▶ [WHAT TO WORK ON]: Rewrite the material below with every instance of "tulip cluster" changed to "daffodil clump" and everything else kept unchanged. Leave the pictures out of your answer.

▶ [MATERIAL]:
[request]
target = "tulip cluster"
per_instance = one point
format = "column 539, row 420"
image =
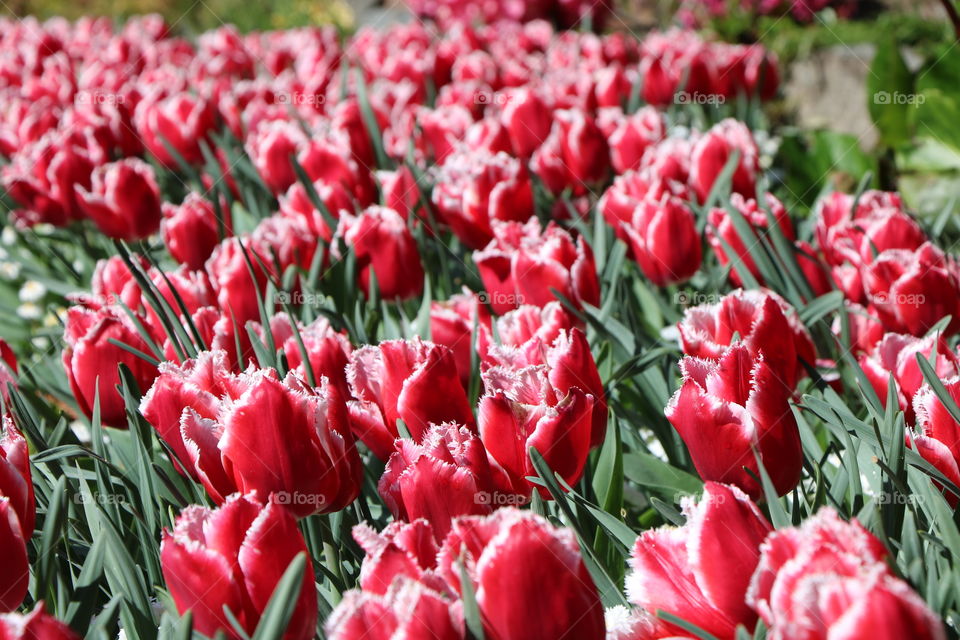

▶ [WRITTEN REPLY]:
[request]
target = "daffodil clump"
per_instance = one point
format = "column 539, row 420"
image =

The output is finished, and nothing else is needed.